- ABOUT THIS TASK -
Please restate all of the records word for word, setting the pictures aside.

- EXTRACTED INFORMATION -

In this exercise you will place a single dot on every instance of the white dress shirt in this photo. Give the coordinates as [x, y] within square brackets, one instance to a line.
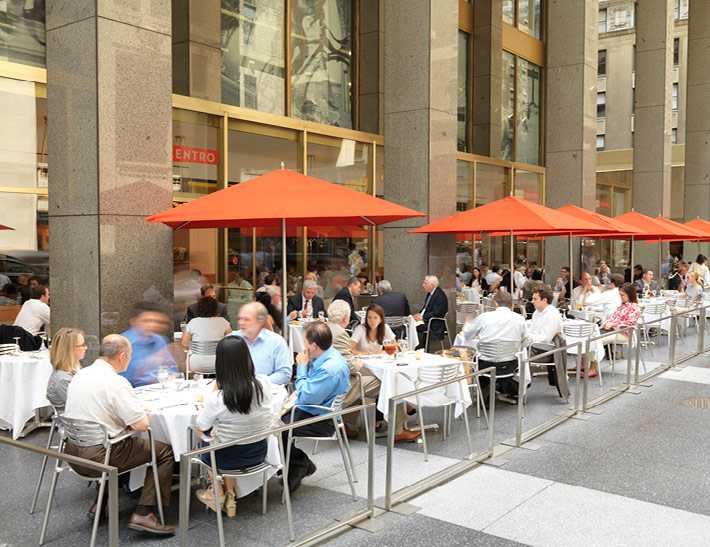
[33, 314]
[545, 325]
[609, 300]
[500, 325]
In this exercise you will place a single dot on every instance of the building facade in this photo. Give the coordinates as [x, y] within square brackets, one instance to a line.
[115, 112]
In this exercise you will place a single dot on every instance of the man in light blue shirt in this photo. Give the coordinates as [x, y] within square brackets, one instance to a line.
[268, 350]
[317, 383]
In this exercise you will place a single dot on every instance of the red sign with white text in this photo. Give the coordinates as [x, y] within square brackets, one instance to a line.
[194, 155]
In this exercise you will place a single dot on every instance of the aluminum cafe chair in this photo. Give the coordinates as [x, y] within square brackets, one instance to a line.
[434, 374]
[53, 428]
[224, 432]
[580, 332]
[338, 436]
[85, 433]
[207, 347]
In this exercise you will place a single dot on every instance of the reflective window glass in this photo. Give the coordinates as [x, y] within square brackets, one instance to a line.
[322, 61]
[253, 54]
[22, 37]
[528, 112]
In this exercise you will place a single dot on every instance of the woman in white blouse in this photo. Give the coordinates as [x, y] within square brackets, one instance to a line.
[369, 337]
[207, 326]
[239, 396]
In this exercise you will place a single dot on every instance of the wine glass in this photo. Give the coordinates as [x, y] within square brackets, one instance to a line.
[163, 375]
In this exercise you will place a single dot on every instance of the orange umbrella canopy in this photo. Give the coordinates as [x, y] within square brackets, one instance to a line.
[511, 214]
[283, 194]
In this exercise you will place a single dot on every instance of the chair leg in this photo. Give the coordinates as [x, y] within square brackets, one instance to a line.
[421, 426]
[346, 441]
[264, 493]
[52, 488]
[42, 469]
[346, 463]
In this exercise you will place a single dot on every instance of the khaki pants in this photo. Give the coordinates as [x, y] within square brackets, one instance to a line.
[126, 455]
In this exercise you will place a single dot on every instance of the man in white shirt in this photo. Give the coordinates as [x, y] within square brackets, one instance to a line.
[35, 312]
[608, 300]
[99, 394]
[546, 321]
[581, 293]
[500, 325]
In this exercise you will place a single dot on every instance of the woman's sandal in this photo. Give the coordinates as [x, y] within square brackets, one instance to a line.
[207, 497]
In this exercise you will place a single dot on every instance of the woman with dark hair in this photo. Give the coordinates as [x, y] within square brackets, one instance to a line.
[273, 321]
[239, 397]
[206, 326]
[625, 315]
[368, 337]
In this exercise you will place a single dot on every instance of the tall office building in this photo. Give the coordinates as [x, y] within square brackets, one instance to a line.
[115, 111]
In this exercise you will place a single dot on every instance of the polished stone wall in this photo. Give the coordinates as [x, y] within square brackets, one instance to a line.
[570, 118]
[110, 99]
[197, 49]
[653, 116]
[420, 130]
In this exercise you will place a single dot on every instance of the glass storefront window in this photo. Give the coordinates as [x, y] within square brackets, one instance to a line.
[508, 107]
[464, 91]
[509, 11]
[195, 154]
[528, 112]
[24, 250]
[253, 55]
[22, 37]
[322, 61]
[529, 17]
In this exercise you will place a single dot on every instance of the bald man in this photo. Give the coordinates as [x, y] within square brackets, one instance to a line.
[99, 394]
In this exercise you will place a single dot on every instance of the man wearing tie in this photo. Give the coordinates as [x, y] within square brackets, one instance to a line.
[436, 305]
[308, 303]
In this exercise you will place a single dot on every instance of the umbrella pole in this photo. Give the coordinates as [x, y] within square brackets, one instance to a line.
[512, 268]
[284, 276]
[571, 268]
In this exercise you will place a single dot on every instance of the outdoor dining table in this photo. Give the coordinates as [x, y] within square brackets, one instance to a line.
[172, 411]
[386, 368]
[23, 388]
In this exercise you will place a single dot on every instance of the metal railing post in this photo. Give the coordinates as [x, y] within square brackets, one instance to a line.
[637, 334]
[672, 338]
[113, 507]
[371, 461]
[390, 450]
[585, 361]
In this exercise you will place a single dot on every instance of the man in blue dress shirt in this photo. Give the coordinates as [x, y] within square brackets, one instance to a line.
[268, 350]
[321, 375]
[150, 350]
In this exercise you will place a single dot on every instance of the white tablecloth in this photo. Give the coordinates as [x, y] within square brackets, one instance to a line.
[393, 384]
[169, 424]
[471, 295]
[23, 388]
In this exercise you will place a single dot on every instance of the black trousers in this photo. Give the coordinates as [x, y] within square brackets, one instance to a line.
[319, 429]
[503, 385]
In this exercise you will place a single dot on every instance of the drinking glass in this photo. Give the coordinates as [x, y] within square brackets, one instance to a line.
[389, 345]
[163, 375]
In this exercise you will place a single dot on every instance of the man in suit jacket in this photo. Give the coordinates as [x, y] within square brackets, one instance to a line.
[307, 299]
[353, 288]
[395, 304]
[207, 290]
[338, 319]
[646, 283]
[436, 305]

- RESULT OF THIS TASK -
In this exercise you will place a single dot on every instance of the white dress shirt in this photo. Give the coordinates as [x, y] within square brackets, one instance to a line.
[33, 314]
[545, 325]
[609, 300]
[500, 325]
In this exercise you will place a single dot on every instance of the building facade in this photo. Give the coordinates as [x, y] within square brackets, one instance to a line.
[115, 112]
In this exercise you will place a single dot on every instance of the man in light blue shirt in this photo. Give the coordinates as [x, y] within square brackets, one instance to a line.
[268, 350]
[317, 383]
In this exercise you will place a single dot on every instance of the red sign with white text in this photo. Give the coordinates as [x, y] within square brackets, one instance to a line.
[194, 155]
In this exercise you will place a single dot on every instance of the aluminum cafe chair in this photo. Give the coordinates as [x, y] within square brackets, one instance to a line.
[434, 374]
[53, 428]
[224, 432]
[580, 332]
[338, 436]
[85, 433]
[207, 347]
In this exercise you will place a single dot on every instance of the reflective window glass in this photo. Give the coordinates as [x, y] within square brackets, one instance to a line.
[322, 61]
[253, 54]
[22, 37]
[528, 112]
In this exercise you will place a single dot on every instance of the woman in white blouse in this photo. Give the coordinates as [x, y] within square brackets, one instance to a line.
[369, 337]
[207, 326]
[239, 396]
In this exercise you will place a single dot on every instance of the wine glass in this photo. Give the coordinates as [x, y] within square brackets, one instance to a line.
[163, 375]
In this exercise you will place a single dot on every instance of the orange umbrella canopy in this photo. Give the coordinates as [x, y] within square brackets, one instance to a line.
[511, 214]
[283, 194]
In this exercise you will place a single dot on every instance of the chair leg in this photo. Give the coordinates as [x, y] within square brackets, one instance to a line.
[421, 426]
[346, 441]
[264, 493]
[52, 488]
[42, 469]
[346, 463]
In this exercise you will place a single dot on every instance of the khaki pants in this photo. Give the coordinates as [x, y] within square brackets, one instance to a line.
[126, 455]
In this exercise you will place a single dot on every instance of the man in white shirt in this photo. Give the coordinates as [x, y] within square brackets, one instance to a line.
[35, 312]
[608, 300]
[99, 394]
[546, 321]
[581, 293]
[500, 325]
In this exercise you will place a single dot on every instance of the woman's sandal in this photo. Give the coordinates as [x, y] within square brackets, one instance to a line.
[207, 497]
In this exercise you will place a single dot on every instance of the woman with dark hair in this photo. Give the coordinates as [x, y] within square brackets, one instance to a line.
[273, 321]
[239, 397]
[206, 326]
[625, 315]
[368, 337]
In this exercise you will place a single dot on every instance of the tall office building in this photo. Give the coordinates as [x, y] within square brackets, one instance to a line.
[115, 111]
In this exercise you will place a single dot on every instance of the polished stone wall in this photo. Give the coordinates as [x, y] within square brackets, one instance to a line.
[570, 118]
[110, 99]
[197, 49]
[653, 116]
[420, 130]
In this exercise you will place a single dot on every instance of the glass storefront window in this photo. Give the coordinates as [x, y] within square brackets, one instance to a line.
[508, 107]
[464, 91]
[509, 11]
[195, 154]
[528, 112]
[24, 250]
[253, 55]
[22, 37]
[322, 61]
[529, 17]
In this exercise you will place a single dot on every instance of the bald man in this photo. Give the coordinates as [x, y] within square brackets, one instance to a line.
[99, 394]
In this exercise you will place a single dot on every instance of the man wearing tie in this photo. Give the coordinates as [x, y] within square brackets, one instance to a line.
[436, 305]
[308, 303]
In this exercise you will place a single dot on every instance of the umbrella pole in this photo. Give the coordinates as [x, y] within square brackets, one instance to a line.
[512, 268]
[284, 276]
[571, 268]
In this exercise you will place a single dot on every instance of the outdoor dining table in this photo. Give the coordinates as [x, y] within square brackets, one instance to a line.
[172, 411]
[386, 368]
[23, 388]
In this exercise you will place a single dot on every instance of the metal railing post in this photo. Give the coordinates as [x, y] within square brackets, one instance to a line.
[637, 334]
[672, 338]
[113, 507]
[371, 461]
[390, 450]
[585, 361]
In this exercise you will place a single dot on every instance of the man in blue dress shirt in this photo. Give the coordinates as [x, y] within square brackets, one instance to a line.
[268, 350]
[321, 375]
[150, 350]
In this exercise you will place a single dot on every instance of the white tablecloth in this photo. Give the coordinates as [x, y] within square brackets, one instance to a line.
[393, 384]
[169, 424]
[471, 295]
[23, 388]
In this exercise you will place a single dot on every instance of the black trousers in this photo. Give the coordinates as [x, y] within square brackets, one instance to a line.
[319, 429]
[503, 385]
In this exercise you will place a single dot on every instance of the drinking glass in this photo. Give the coordinates as [x, y] within square brackets, one instance to a line.
[389, 345]
[163, 375]
In this exercise you will place a single dot on every instance of the man in suit jacket in this photo. Give the coordinates as [x, y] within square brackets, one instance to a line.
[307, 299]
[353, 288]
[395, 304]
[207, 290]
[338, 319]
[646, 283]
[436, 305]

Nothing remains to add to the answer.